* ACTIVITY
Output the entries below so that they read exactly as they do now.

(Beginning of WORKING DATA)

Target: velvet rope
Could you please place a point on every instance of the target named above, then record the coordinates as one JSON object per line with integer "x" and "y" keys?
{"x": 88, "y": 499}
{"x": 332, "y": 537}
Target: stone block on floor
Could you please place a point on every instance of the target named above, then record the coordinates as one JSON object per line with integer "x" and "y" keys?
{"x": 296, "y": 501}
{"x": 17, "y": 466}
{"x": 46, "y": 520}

(End of WORKING DATA)

* SOLUTION TO THE EXERCISE
Target: velvet rope
Could you please place a point on every instance of the target named above, then record the coordinates as one JSON object per line with integer "x" and "y" keys?
{"x": 88, "y": 499}
{"x": 332, "y": 537}
Target: stone block on floor
Could you please place a point on every instance of the target named above, then record the coordinates as one JSON object per line with integer "x" and "y" keys?
{"x": 296, "y": 501}
{"x": 17, "y": 466}
{"x": 46, "y": 520}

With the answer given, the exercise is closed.